### WORK REQUIRED
I need the records below retyped exactly.

Entries taken from a collection
******

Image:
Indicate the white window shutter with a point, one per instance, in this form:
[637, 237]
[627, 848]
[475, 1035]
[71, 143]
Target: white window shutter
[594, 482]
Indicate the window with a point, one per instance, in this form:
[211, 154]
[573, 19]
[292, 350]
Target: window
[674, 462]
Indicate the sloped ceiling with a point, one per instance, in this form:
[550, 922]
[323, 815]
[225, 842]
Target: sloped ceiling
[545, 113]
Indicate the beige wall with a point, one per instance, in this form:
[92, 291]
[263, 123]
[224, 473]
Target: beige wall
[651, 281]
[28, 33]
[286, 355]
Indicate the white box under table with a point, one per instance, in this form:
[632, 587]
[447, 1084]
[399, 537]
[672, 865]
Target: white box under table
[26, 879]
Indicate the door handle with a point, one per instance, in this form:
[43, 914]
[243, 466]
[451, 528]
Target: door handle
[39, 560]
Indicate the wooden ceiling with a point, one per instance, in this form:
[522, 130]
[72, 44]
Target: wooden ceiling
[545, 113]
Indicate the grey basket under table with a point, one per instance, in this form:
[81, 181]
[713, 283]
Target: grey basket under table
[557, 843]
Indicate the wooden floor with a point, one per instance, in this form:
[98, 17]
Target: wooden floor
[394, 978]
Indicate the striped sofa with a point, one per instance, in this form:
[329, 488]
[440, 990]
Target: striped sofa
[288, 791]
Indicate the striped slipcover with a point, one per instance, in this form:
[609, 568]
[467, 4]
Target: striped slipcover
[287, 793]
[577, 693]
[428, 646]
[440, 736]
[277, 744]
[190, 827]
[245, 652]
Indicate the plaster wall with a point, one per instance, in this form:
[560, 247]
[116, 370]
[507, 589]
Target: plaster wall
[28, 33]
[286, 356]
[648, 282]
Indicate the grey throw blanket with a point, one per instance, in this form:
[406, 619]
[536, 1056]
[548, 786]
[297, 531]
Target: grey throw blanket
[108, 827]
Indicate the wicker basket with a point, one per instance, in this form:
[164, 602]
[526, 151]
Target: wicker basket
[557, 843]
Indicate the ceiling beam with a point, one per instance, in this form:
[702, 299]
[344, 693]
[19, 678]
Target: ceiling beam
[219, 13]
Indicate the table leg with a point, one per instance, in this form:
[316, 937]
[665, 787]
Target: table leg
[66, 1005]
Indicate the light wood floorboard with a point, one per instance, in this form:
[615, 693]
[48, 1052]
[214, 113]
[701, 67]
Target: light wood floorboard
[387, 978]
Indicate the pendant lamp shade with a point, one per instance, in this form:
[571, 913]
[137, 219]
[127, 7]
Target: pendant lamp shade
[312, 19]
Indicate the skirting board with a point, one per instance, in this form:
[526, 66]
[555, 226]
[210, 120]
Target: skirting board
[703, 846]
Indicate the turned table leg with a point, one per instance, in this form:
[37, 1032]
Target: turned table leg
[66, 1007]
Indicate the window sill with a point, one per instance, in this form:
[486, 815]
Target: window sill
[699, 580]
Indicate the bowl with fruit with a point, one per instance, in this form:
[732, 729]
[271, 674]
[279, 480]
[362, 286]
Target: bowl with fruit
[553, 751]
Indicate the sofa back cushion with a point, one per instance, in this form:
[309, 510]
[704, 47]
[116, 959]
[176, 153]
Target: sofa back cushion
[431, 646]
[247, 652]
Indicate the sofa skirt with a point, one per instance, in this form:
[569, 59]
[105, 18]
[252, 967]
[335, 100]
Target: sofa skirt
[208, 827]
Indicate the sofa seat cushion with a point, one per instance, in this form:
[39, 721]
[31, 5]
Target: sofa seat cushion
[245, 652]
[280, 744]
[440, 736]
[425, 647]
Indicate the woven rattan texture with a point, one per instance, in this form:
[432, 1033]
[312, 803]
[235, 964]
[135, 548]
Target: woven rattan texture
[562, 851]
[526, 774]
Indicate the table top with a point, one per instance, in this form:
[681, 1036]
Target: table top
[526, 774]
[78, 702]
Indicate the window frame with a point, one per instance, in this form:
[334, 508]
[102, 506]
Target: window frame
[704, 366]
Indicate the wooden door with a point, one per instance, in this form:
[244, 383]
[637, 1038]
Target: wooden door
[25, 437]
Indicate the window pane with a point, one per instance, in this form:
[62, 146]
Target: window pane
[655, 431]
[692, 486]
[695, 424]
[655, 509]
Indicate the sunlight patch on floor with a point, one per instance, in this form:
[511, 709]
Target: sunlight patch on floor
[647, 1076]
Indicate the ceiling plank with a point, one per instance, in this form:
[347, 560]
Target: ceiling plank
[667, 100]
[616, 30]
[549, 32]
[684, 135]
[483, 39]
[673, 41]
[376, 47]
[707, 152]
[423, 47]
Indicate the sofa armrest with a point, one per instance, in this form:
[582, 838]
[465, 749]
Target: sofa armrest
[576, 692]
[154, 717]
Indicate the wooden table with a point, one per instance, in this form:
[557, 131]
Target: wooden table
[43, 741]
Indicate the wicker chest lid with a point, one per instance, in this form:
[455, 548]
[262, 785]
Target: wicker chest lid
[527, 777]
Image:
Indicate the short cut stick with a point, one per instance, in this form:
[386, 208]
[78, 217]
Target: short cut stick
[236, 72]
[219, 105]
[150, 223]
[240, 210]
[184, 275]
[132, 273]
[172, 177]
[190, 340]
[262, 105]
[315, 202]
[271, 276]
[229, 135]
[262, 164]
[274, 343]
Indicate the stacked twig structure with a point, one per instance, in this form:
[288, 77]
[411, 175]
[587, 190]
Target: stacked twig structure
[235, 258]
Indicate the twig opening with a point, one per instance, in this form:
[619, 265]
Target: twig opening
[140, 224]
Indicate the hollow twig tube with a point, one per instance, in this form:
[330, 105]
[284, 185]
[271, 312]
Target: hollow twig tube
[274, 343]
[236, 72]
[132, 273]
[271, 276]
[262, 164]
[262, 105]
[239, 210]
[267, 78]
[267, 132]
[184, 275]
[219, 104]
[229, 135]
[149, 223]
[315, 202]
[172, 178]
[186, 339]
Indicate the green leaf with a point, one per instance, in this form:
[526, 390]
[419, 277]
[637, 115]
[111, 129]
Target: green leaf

******

### PROBLEM SOLUTION
Image:
Indicate the white window shutter with a point, one per instance, in this form:
[637, 237]
[627, 848]
[475, 1035]
[71, 143]
Target: white window shutter
[594, 482]
Indicate the window with a point, one per instance, in this form:
[211, 154]
[573, 19]
[292, 350]
Target: window
[674, 462]
Indicate the sloped ceiling with a point, one per instance, in this form:
[550, 922]
[323, 815]
[225, 842]
Target: sloped ceiling
[545, 113]
Indicate the beige wall with a point, one per instance, in this form:
[92, 291]
[263, 123]
[224, 473]
Target: beige wall
[651, 281]
[28, 33]
[286, 355]
Indicate the white box under table with a point, one per instance, in this form:
[632, 587]
[447, 1084]
[399, 537]
[672, 865]
Target: white box under table
[26, 879]
Indicate the door handle with a point, one per instance, in this form:
[43, 914]
[243, 466]
[451, 528]
Target: door handle
[39, 560]
Indicate the wooden ceiling with a point, one per instance, in this form:
[522, 130]
[72, 44]
Target: wooden ceiling
[545, 113]
Indicate the grey basket under table with a point, one per instance, in this form:
[81, 181]
[713, 283]
Target: grey basket under table
[557, 843]
Indicate the wooden floor with a point, one per instance, in this form:
[98, 17]
Target: wooden floor
[394, 978]
Indicate the striped sofa with a point, one per instance, in this form:
[329, 488]
[440, 990]
Target: striped sofa
[288, 791]
Indicate the striped slipcover with a point, one per instance, in this form:
[609, 568]
[467, 4]
Target: striped slipcover
[287, 793]
[577, 693]
[428, 646]
[440, 736]
[277, 744]
[190, 827]
[245, 652]
Indicate the plaster wall with a point, one per instance, in this form:
[560, 247]
[116, 370]
[507, 589]
Target: plaster wall
[28, 33]
[286, 356]
[648, 282]
Indicate the grey throw blanket with a point, one per instance, in this form:
[406, 619]
[536, 1056]
[548, 786]
[297, 531]
Target: grey throw blanket
[108, 827]
Indicate the wicker basket with a point, one per instance, in this form:
[164, 602]
[526, 151]
Target: wicker basket
[557, 843]
Indicate the ceiling beam with a point, one per instance, in this form:
[702, 299]
[344, 693]
[19, 678]
Target: ceiling beam
[219, 13]
Indicate the table leg with a point, one per instance, in this form:
[316, 937]
[665, 787]
Target: table leg
[66, 1005]
Indicate the light wood floorboard with a point, one per instance, in this form:
[615, 693]
[48, 1052]
[214, 113]
[701, 67]
Target: light wood floorboard
[387, 978]
Indicate the pendant lamp shade with a point, one per instance, in this form:
[571, 913]
[137, 219]
[127, 7]
Target: pendant lamp shade
[312, 19]
Indicate the skirting board with a point, one per instance, in this form:
[526, 66]
[555, 226]
[210, 120]
Target: skirting board
[703, 846]
Indicate the turned table leg with a point, one per instance, in this form:
[37, 1032]
Target: turned table leg
[66, 1007]
Indicate the window sill with a point, one per instance, in this form:
[486, 815]
Target: window sill
[699, 580]
Indicate the bowl with fruit with a point, one per instance, in this form:
[732, 729]
[271, 674]
[279, 480]
[362, 286]
Target: bowl with fruit
[553, 751]
Indicate the sofa back cushion with a point, one per instance, in this form:
[309, 510]
[704, 47]
[116, 959]
[176, 153]
Target: sofa back cushion
[431, 646]
[247, 652]
Indicate the sofa skirt with a point, one per instance, in this form:
[569, 59]
[105, 18]
[252, 967]
[335, 100]
Target: sofa skirt
[208, 827]
Indicate the sofa seat cushion with a point, one per instance, in this form:
[39, 721]
[31, 5]
Target: sofa seat cushion
[245, 652]
[280, 744]
[440, 736]
[425, 647]
Indicate the woven rattan texture with a point, one per instance, in this form:
[432, 1033]
[312, 803]
[235, 964]
[135, 548]
Target: woven rattan texture
[562, 851]
[526, 774]
Indicate the table top with a point, one per instance, in this form:
[681, 1036]
Target: table top
[526, 774]
[78, 702]
Indicate the window frame with a point, one per instance, in this form:
[334, 508]
[102, 506]
Target: window frame
[704, 366]
Indicate the wooden door with a point, one per instance, in this form:
[244, 383]
[637, 1038]
Target: wooden door
[25, 437]
Indicate the window pane with a point, one per instance, in this form:
[62, 146]
Target: window pane
[655, 431]
[692, 486]
[695, 424]
[655, 509]
Indicate the sunlight patch on floor with a point, one per instance, in this form:
[511, 709]
Target: sunlight patch on floor
[647, 1076]
Indicate the ceiling plank with a point, one per instance, in this form:
[347, 560]
Target: ceiling plank
[667, 100]
[616, 30]
[549, 32]
[684, 135]
[483, 39]
[673, 41]
[376, 47]
[707, 152]
[423, 47]
Indicate the sofa armrest with a point, one per instance, in this form:
[582, 838]
[465, 749]
Target: sofa armrest
[576, 692]
[154, 717]
Indicate the wooden table with a point, one per instance, in this form:
[557, 131]
Target: wooden table
[43, 741]
Indicate the wicker chest lid with a point, one per instance, in this form:
[455, 548]
[262, 785]
Target: wicker chest lid
[527, 777]
Image:
Indicate the short cut stick with a point, one per instance, in this form:
[386, 208]
[78, 217]
Target: short cut stick
[236, 72]
[219, 105]
[150, 223]
[240, 210]
[184, 275]
[132, 273]
[172, 177]
[190, 340]
[262, 105]
[315, 202]
[271, 276]
[229, 135]
[262, 164]
[274, 343]
Indicate the stacked twig structure with a point, one per instance, in this form:
[288, 77]
[411, 175]
[587, 190]
Target: stacked twig structure
[235, 258]
Indicate the twig opening with a point, one per instance, in this form:
[619, 265]
Target: twig opening
[140, 224]
Indicate the hollow twig tube with a point, one per instance, in this form:
[330, 105]
[284, 185]
[271, 312]
Target: hollow twig tube
[274, 343]
[236, 72]
[132, 273]
[271, 276]
[262, 164]
[262, 105]
[239, 210]
[267, 78]
[267, 132]
[184, 275]
[219, 104]
[229, 135]
[149, 223]
[315, 202]
[172, 178]
[186, 339]
Indicate the green leaf with a point, one per instance, in this form:
[526, 390]
[419, 277]
[637, 115]
[111, 129]
Target: green leaf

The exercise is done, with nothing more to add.